Top of Passage to read

Valiant Space, a Brisbane-based propulsion company, has been awarded a $200,000 grant as part of the Australian Space Agency’s Moon to Mars Initiative, to develop Australia’s first in-space chemical thruster for its flight to space onboard a Skykraft satellite.
Valiant Space has partnered with Skykraft, an Australian space services company, to conduct the feasibility study of a joint demonstration mission.
The mission under investigation, named the Fast-Acting Space Transportation (FAST) Demonstrator Mission, will pioneer several key capabilities for the Australian space industry.
“This is not just a win for Valiant, but also for Australia,” Valiant Space CEO and co-founder Andrew Uscinski said.
“In-space thrusters have proven crucial to the success of other space-faring nations, so growing this capability here in Australia will unlock a lot of opportunity for our space industry.”
The feasibility study will investigate and de-risk crucial elements of the proposed mission, including testing and qualifying Valiant Space’s thruster to prepare it for spaceflight.
Additionally, the study will develop concepts for deep-space missions out to the Moon, Mars and beyond.

Bottom of Passage to read
Top of Data shown

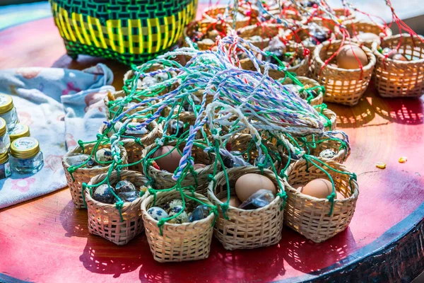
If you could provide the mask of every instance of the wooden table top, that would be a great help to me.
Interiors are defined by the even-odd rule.
[[[104,62],[114,71],[117,88],[122,86],[122,76],[128,69],[86,56],[71,61],[65,54],[51,18],[2,30],[0,42],[0,69],[53,66],[81,69]],[[420,242],[413,240],[413,253],[405,252],[408,256],[399,260],[406,267],[381,271],[397,272],[408,281],[419,274],[415,270],[423,267],[416,262],[417,256],[424,262],[423,104],[422,98],[382,99],[371,86],[355,107],[329,105],[338,115],[338,128],[349,135],[352,154],[346,166],[358,175],[360,195],[349,227],[323,243],[313,243],[285,227],[283,239],[274,246],[227,251],[213,240],[207,260],[160,264],[153,260],[144,234],[124,246],[89,234],[86,211],[75,209],[69,190],[64,189],[0,210],[0,281],[257,282],[340,279],[351,275],[353,268],[372,268],[378,262],[370,260],[386,258],[394,245],[410,246],[406,242],[408,236],[415,235],[420,237]],[[399,163],[398,158],[404,156],[408,161]],[[387,168],[377,168],[377,161],[387,163]],[[412,265],[411,271],[407,267]],[[381,278],[382,273],[355,276],[358,281],[366,281]]]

Bottom of Data shown

What to work on:
A – List every organization that the passage about Valiant Space's thruster grant names.
B – Continue the passage about Valiant Space's thruster grant from its final sentence.

Solved problems:
A – Valiant Space, the Australian Space Agency, Skykraft

B –
In-space chemical thrusters are required for a wide range of manoeuvres including for orbit insertion, maintenance, collision avoidance and de-orbiting. These are critical to conducting high value commercial and scientific missions around asteroids, the Moon and Mars, while decreasing downtime for satellites in Low Earth Orbit.
“Our thrusters will provide high-thrust, low-cost, and non-toxic propulsion options for the small satellite market,” Valiant Space CTO and co-founder Michael Douw said.
“Being awarded this grant is a strong signal from the government of its intent to invest in Australia’s future space capability.”
The space industry has traditionally relied heavily on carcinogenic propellants for high-thrust propulsion. But by using non-toxic and readily available propellants, Valiant Space aims to greatly improve safety and reduce logistical complexities associated with launching satellites to space.